> EXERCISE PROMPT
Rewrite the passage on muckraking starting with "Written by: Krysta" and going on through "heroin and opioids.", putting "opioid epidemic" in place of "opioid crisis".

== PASSAGE TO READ ==

Written by: Krysta Ryan
Muckraking is a style or type of journalistic reporting that seeks out to uncover scandals, problematic relationships, and questionable behaviors of public officials and public elites. By publicizing information from the investigation, as to arouse the public and mobilize the masses to seek policy changes. There are three muckraking models-the simple muckraking model, the leaping impact model, and the truncated muckraking model. One story that has been repeated aired in hopes of gaining attention from policymakers and in some cases fall into the simple muckraking model, is the ongoing opioid crisis.
At the beginning of this nationwide epidemic, stories were aired at a local level framed around the crime and arrest made in relation to heroin and opioids.
Those stories did not move politicians as easily as hoped and the news media shifted towards stories that had emotional elements.
Politicians accordingly may feel safe in ignoring swells in public opinion, believing that they involve relatively few people (Graber & Dunaway, 2015). By framing the societal issue less around crime and more around the people involved, the media hoped to mobilize the public, which in turn calls for political action. By reporting on the diverse types people affected by this widespread epidemic, the media began to show that this problem was not limited to one economic class which soon caught the attention of politicians.

===
== DATASET CONTENT ==

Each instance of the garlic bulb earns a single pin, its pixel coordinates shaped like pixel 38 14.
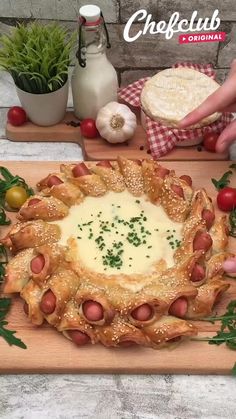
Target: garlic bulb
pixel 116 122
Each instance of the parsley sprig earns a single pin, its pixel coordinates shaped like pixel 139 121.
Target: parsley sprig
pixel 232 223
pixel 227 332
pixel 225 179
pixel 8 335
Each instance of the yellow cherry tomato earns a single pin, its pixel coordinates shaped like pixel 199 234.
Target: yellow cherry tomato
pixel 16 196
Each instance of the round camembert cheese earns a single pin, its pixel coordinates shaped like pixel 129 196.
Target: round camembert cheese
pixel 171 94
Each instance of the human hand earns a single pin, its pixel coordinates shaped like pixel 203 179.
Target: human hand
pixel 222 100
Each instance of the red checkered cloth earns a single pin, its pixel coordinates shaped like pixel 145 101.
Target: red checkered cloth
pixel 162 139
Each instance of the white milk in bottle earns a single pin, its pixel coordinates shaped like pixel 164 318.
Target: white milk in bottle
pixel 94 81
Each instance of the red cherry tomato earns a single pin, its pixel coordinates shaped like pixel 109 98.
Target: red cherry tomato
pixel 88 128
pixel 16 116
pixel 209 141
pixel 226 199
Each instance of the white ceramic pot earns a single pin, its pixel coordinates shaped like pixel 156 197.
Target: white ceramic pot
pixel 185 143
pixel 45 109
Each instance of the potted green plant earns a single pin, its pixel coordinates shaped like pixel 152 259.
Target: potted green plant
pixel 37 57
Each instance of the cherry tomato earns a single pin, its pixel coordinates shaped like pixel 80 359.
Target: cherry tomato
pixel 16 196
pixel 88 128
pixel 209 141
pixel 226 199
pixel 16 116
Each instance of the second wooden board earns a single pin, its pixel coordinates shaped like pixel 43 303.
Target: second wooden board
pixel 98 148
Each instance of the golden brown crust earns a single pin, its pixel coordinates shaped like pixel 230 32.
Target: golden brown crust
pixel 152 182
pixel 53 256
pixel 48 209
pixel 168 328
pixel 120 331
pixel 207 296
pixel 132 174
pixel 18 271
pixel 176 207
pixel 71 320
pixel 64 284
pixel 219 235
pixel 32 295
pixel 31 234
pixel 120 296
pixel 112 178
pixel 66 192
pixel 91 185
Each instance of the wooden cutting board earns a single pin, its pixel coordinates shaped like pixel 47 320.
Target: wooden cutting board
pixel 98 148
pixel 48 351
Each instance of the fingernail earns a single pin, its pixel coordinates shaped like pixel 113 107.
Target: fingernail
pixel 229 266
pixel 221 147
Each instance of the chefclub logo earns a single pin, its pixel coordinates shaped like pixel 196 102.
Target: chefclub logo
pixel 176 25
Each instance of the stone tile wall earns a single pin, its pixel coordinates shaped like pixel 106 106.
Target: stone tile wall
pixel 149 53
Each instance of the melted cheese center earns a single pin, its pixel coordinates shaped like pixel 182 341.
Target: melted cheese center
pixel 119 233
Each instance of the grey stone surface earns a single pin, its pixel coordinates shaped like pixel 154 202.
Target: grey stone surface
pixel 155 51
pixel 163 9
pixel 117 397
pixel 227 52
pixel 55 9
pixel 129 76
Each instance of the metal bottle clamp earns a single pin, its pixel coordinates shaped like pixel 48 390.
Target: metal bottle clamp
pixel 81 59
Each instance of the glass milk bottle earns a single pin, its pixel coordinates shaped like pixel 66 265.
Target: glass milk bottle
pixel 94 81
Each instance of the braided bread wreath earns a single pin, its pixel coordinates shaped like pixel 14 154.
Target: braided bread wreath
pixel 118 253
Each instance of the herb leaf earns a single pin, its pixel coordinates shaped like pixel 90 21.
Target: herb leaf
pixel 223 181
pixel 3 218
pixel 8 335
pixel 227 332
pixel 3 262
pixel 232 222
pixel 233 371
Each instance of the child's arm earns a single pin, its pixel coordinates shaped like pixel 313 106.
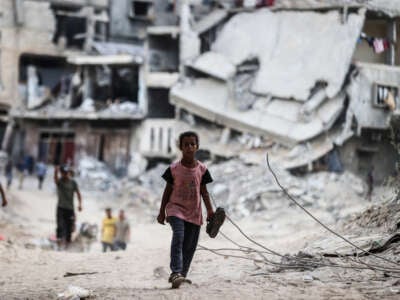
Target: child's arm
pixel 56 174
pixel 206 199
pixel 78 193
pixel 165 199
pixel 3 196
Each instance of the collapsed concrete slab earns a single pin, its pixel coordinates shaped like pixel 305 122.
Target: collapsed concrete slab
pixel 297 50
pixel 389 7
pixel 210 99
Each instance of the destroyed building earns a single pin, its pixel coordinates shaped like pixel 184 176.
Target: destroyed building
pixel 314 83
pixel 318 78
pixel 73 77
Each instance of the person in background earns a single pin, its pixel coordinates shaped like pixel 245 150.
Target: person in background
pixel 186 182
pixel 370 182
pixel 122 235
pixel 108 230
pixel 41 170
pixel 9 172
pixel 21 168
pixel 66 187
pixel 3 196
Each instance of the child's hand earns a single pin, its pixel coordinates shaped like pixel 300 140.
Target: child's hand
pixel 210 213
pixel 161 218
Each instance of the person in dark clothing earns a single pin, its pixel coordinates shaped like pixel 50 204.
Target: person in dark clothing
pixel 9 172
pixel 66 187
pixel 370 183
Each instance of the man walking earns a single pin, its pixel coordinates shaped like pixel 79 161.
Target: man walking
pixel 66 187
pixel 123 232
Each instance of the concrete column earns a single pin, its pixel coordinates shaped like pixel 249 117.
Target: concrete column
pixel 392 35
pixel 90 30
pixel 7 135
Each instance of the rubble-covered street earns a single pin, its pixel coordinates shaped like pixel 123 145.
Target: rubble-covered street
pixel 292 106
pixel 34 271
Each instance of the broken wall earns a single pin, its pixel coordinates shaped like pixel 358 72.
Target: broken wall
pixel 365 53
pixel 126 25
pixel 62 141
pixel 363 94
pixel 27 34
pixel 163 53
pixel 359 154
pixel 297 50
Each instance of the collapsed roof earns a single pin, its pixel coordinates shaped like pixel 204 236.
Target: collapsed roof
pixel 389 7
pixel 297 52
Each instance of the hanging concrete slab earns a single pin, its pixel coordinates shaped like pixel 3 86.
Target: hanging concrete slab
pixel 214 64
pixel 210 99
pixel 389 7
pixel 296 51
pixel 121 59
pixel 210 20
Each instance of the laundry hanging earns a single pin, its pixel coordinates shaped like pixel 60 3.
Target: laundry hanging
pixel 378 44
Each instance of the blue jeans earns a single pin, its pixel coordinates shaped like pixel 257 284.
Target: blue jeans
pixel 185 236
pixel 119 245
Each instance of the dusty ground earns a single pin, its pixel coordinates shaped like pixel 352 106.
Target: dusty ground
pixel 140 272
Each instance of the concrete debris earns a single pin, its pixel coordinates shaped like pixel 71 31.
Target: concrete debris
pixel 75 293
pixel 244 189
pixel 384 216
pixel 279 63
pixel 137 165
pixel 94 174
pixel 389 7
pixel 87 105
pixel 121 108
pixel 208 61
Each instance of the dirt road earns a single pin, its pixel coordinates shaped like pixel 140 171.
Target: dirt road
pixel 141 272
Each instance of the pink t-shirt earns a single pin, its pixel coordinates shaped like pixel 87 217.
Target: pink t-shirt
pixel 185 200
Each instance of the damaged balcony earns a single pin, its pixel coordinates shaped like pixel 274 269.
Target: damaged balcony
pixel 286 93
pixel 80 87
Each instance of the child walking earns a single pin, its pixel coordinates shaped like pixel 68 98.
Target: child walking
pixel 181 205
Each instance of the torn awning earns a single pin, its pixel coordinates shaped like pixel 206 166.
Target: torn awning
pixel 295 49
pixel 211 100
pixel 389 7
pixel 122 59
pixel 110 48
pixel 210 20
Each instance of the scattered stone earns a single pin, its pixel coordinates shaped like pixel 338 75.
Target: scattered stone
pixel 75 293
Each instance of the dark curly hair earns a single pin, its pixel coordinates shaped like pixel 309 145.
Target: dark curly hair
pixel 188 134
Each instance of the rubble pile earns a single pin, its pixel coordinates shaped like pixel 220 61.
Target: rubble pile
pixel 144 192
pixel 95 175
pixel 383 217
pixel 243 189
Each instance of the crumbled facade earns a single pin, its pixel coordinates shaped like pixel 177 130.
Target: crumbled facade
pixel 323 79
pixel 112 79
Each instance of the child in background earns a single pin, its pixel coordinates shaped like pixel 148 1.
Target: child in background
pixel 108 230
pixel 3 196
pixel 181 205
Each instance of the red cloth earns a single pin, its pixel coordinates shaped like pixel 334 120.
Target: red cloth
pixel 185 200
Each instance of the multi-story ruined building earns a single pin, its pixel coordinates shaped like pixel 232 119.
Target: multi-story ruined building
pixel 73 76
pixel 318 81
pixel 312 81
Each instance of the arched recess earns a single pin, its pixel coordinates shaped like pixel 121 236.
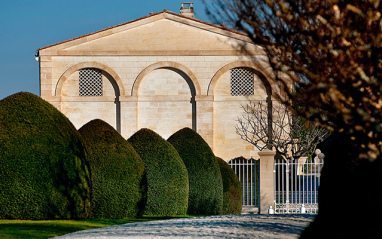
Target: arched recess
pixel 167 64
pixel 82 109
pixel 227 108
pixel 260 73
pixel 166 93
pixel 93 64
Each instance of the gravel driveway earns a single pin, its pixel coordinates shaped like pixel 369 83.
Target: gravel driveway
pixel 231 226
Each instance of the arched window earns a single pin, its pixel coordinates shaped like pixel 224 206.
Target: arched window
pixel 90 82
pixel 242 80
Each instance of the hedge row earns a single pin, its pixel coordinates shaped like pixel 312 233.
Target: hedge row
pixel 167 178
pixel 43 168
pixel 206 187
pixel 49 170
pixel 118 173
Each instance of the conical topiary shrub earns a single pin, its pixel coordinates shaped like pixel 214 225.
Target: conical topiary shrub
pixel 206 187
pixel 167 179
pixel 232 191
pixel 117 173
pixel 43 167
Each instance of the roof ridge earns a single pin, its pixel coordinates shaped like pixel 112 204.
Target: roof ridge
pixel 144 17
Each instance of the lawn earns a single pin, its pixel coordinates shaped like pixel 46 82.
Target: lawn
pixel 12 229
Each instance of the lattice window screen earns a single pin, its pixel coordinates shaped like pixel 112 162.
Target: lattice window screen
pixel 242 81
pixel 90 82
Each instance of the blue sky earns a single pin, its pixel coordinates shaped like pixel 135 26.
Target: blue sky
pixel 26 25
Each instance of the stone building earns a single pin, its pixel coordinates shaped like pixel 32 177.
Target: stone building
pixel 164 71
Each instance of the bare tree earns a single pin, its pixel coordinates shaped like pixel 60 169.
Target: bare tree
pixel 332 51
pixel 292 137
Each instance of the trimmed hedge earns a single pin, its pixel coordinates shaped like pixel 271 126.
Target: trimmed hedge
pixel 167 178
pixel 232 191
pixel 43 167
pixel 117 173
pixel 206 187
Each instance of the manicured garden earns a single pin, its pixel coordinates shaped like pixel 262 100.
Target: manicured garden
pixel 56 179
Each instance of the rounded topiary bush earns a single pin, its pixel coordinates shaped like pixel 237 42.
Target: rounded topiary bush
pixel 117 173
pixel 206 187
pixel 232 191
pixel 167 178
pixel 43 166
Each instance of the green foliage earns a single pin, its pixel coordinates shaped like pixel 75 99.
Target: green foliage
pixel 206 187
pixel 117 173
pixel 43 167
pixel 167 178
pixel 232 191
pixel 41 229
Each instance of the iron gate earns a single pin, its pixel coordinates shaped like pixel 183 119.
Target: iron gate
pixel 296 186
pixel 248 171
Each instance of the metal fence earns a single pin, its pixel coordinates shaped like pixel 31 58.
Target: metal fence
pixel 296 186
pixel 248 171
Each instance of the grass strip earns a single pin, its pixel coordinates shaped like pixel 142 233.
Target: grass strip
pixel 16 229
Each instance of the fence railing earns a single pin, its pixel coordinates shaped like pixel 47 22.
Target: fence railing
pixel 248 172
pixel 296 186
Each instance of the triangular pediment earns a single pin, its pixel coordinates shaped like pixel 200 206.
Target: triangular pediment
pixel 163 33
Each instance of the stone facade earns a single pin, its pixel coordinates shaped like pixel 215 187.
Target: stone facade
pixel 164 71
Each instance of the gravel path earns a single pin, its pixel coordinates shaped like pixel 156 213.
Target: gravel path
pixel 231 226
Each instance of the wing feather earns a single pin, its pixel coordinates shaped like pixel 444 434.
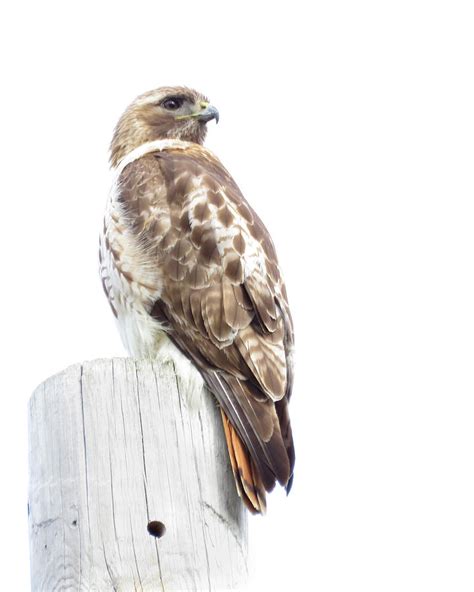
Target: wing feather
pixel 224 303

===

> EXERCISE SOLUTION
Written by: Krysta Ryan
Muckraking is a style or type of journalistic reporting that seeks out to uncover scandals, problematic relationships, and questionable behaviors of public officials and public elites. By publicizing information from the investigation, as to arouse the public and mobilize the masses to seek policy changes. There are three muckraking models-the simple muckraking model, the leaping impact model, and the truncated muckraking model. One story that has been repeated aired in hopes of gaining attention from policymakers and in some cases fall into the simple muckraking model, is the ongoing opioid epidemic.
At the beginning of this nationwide epidemic, stories were aired at a local level framed around the crime and arrest made in relation to heroin and opioids.